[Pointing and labeling entries]
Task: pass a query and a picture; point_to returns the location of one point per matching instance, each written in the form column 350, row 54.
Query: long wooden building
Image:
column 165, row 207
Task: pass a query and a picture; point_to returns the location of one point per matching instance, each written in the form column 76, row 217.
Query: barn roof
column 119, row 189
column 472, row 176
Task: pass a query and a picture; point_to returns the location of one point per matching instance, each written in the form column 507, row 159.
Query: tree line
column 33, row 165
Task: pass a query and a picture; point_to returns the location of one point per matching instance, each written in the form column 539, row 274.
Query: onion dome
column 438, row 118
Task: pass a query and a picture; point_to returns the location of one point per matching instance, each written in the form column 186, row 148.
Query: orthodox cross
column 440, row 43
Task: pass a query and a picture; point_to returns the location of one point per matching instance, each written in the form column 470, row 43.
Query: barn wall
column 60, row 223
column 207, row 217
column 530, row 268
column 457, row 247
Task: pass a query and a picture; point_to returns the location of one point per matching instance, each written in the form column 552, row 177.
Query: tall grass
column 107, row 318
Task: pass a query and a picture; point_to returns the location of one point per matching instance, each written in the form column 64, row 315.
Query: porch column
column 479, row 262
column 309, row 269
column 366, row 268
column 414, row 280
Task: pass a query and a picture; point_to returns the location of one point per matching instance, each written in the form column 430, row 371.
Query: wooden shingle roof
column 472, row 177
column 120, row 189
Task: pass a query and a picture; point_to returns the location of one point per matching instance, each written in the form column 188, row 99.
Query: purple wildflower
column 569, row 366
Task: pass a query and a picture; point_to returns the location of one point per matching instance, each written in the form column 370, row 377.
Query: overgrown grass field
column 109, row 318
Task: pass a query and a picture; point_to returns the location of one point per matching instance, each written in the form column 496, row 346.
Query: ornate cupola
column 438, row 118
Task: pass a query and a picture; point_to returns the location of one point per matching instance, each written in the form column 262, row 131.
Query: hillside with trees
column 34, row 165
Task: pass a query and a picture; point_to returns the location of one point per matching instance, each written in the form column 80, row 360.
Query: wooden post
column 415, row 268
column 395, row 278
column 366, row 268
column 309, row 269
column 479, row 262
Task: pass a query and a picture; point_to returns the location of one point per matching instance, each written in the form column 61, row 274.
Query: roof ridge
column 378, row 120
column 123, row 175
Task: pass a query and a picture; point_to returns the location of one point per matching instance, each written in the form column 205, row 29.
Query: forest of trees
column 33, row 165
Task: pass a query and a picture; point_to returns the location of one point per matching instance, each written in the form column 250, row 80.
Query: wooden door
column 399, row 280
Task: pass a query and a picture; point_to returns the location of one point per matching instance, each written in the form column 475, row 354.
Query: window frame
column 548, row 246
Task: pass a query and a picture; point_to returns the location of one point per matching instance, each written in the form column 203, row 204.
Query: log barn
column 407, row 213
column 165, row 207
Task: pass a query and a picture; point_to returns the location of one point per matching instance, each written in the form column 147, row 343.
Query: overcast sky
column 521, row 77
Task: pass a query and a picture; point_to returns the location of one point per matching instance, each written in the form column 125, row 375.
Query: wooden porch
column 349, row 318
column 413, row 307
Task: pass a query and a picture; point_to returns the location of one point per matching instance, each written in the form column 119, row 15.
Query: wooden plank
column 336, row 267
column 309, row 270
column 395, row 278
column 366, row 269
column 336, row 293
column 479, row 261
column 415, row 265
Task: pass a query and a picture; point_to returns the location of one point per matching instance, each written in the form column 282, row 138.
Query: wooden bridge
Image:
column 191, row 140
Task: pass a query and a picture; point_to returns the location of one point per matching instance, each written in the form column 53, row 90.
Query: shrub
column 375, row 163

* PROBLEM REQUIREMENTS *
Recast all the entries above as a numbered list, one line per number, and leave out any blank lines.

* PROBLEM SOLUTION *
1. Task: pass a query and a picture; point_to returns the location of one point per matching instance, each written in the form column 350, row 54.
2. Query: long wooden building
3. Image:
4. column 165, row 207
5. Task: pass a query and a picture; point_to returns the location of one point per matching instance, each written in the form column 76, row 217.
6. Query: barn roof
7. column 119, row 189
8. column 472, row 176
9. Task: pass a query and a picture; point_to returns the location of one point per matching instance, each written in the form column 507, row 159.
10. Query: tree line
11. column 33, row 165
12. Task: pass a query and a picture; point_to returns the location of one point per matching instance, each written in the form column 539, row 274.
13. Query: onion dome
14. column 438, row 118
15. Task: pass a query and a picture; point_to returns the location of one point per matching instance, each written in the form column 186, row 148.
16. Query: orthodox cross
17. column 440, row 43
18. Task: pass a query and a picture; point_to returns the location of one point per matching instance, each written in the form column 470, row 43.
19. Query: barn wall
20. column 60, row 223
21. column 207, row 217
22. column 530, row 268
23. column 457, row 247
24. Task: pass a query and a picture; point_to returns the location of one point per matching instance, each written in the form column 552, row 177.
25. Query: tall grass
26. column 107, row 318
27. Task: pass a query and a picture; point_to returns the location of one point per matching instance, each written in the form column 64, row 315.
28. Query: porch column
29. column 479, row 262
30. column 309, row 269
31. column 366, row 268
32. column 414, row 280
33. Task: pass a query and a picture; point_to returns the location of one point per matching instance, each written in the form column 430, row 371.
34. Query: wooden shingle roof
35. column 472, row 177
36. column 120, row 189
37. Task: pass a query and a picture; point_to returns the location of one point per matching instance, each written in the form column 188, row 99.
38. Query: purple wildflower
39. column 569, row 366
40. Task: pass a query and a picture; point_to returns the location of one point per matching instance, each written in the form column 370, row 377.
41. Query: overgrown grass field
42. column 109, row 318
43. Task: pass a query and a picture; point_to returns the location of one point per matching instance, each written in the form column 496, row 346.
44. Query: ornate cupola
45. column 438, row 118
46. Task: pass a query and a picture; point_to returns the location of one point per matching instance, each written in the form column 262, row 131.
47. Query: hillside with trees
48. column 34, row 165
49. Task: pass a query and a picture; point_to returns the location of one point per matching instance, each written in the form column 80, row 360.
50. Query: wooden post
51. column 415, row 268
52. column 395, row 278
53. column 366, row 268
54. column 309, row 269
55. column 479, row 262
56. Task: pass a query and a picture; point_to returns the location of one point per matching instance, each written in the form column 61, row 274.
57. Query: roof ridge
58. column 378, row 120
59. column 123, row 175
60. Task: pass a query and a picture; point_to returns the location of one point per matching instance, each written in the form column 205, row 29.
61. Query: forest of trees
62. column 33, row 165
63. Task: pass a query and a picture; point_to returns the location of one point per matching instance, each written in the form column 250, row 80.
64. Query: wooden door
65. column 399, row 280
66. Task: pass a query and a picture; point_to returns the location of one point per matching instance, each written in the form column 475, row 354.
67. Query: window frame
68. column 548, row 246
69. Task: pass a query and a picture; point_to returns the location of one point per matching instance, each written in the form column 203, row 204.
70. Query: log barn
71. column 407, row 213
72. column 165, row 207
73. Task: pass a query and a picture; point_to returns the location of one point per matching instance, each written in the form column 147, row 343.
74. Query: overcast sky
75. column 521, row 77
76. Task: pass a query and a picture; point_to returns the location of one point per matching instance, each written in the form column 125, row 375.
77. Query: wooden porch
78. column 349, row 318
79. column 413, row 307
80. Task: pass a query and a picture; point_to returns the location of one point per matching instance, each written in the form column 119, row 15.
81. Query: wooden plank
82. column 336, row 267
83. column 309, row 270
84. column 395, row 278
85. column 366, row 269
86. column 336, row 293
87. column 479, row 261
88. column 415, row 265
89. Task: pass a query and a picture; point_to returns the location of one point per matching instance, each written in the form column 282, row 138.
90. Query: wooden bridge
91. Image:
92. column 191, row 140
93. Task: pass a query and a picture; point_to returns the location of one point per matching instance, each written in the form column 53, row 90.
94. Query: shrub
95. column 375, row 163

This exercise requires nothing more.